▶ **Stated exercise**:
Please write out the material that follows, exactly as it stands.

═══ Given records

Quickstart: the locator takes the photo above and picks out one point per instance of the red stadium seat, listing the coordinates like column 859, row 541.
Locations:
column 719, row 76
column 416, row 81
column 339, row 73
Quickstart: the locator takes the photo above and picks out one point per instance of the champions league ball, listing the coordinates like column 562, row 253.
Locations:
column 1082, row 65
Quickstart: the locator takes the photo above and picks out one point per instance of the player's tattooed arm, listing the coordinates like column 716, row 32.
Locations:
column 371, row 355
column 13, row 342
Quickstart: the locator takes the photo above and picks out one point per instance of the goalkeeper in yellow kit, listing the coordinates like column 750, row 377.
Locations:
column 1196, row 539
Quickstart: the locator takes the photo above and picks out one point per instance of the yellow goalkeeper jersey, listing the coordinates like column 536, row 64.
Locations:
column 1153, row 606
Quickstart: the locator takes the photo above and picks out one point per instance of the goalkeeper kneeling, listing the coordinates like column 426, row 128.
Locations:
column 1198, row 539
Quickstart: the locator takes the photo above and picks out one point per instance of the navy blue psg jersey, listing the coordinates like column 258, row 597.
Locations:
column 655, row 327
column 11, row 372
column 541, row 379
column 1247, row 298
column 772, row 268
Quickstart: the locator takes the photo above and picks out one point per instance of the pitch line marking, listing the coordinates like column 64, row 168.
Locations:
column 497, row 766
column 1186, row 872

══════

▶ **Finished answer**:
Quickstart: the locator takes the photo above and picks out one point per instance of the red stadium seat, listing the coordinates like column 859, row 541.
Locations:
column 719, row 76
column 416, row 81
column 339, row 73
Quickstart: the locator takes the photo above and picks out one point per instance of the champions league ball, listing the coordinates like column 562, row 253.
Locations:
column 1082, row 65
Quickstart: the locator takes the photo above and picks out one point per instance of the player's tattooed arm, listing the coordinates like column 716, row 32.
Locations:
column 371, row 355
column 13, row 342
Quickstart: the locator takes the photo above and picks out one point per instance of the goalkeeper in yellow kit, listing the coordinates like column 750, row 377.
Locations:
column 1196, row 539
Quickstart: the locator takes the photo above and picks out one point per instance of the yellow goalkeeper jersey, listing the coordinates like column 536, row 64.
Locations:
column 1153, row 606
Quickstart: the locator takes the photo above and picks out one point per instance of the goalkeeper kneeling, listing the coordinates like column 426, row 128.
Locations:
column 1198, row 539
Quickstart: the locator takes the photo above and picks out one point per instance of the navy blue psg jersey, listing the coordinates like column 258, row 597.
Locations:
column 655, row 327
column 11, row 372
column 541, row 379
column 1247, row 298
column 772, row 268
Quickstart: the locator takes the photo above and picks out one point per instance of the pitch line marking, listing the coordinates like column 64, row 168.
Locations:
column 497, row 766
column 1186, row 872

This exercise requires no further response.